Photo-based referring expression data
= = = = =
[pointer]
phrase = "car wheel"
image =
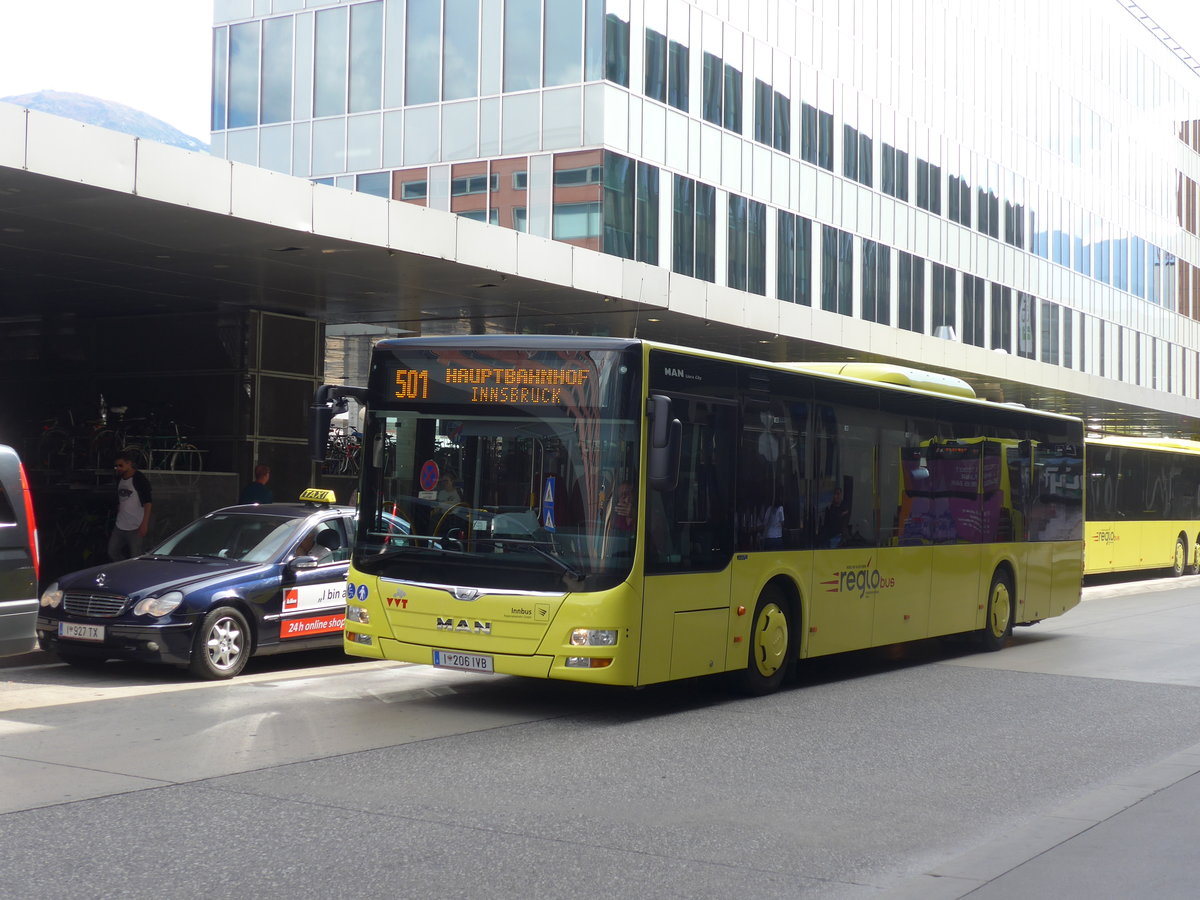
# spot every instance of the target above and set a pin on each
(771, 645)
(221, 646)
(999, 625)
= = = = =
- [Exercise requirements]:
Line by line, write out the data above exactly, without the pictures.

- [Result of the task]:
[pointer]
phrase = "car wheel"
image =
# spot every instance of the target above and set a pin on each
(771, 645)
(221, 646)
(999, 625)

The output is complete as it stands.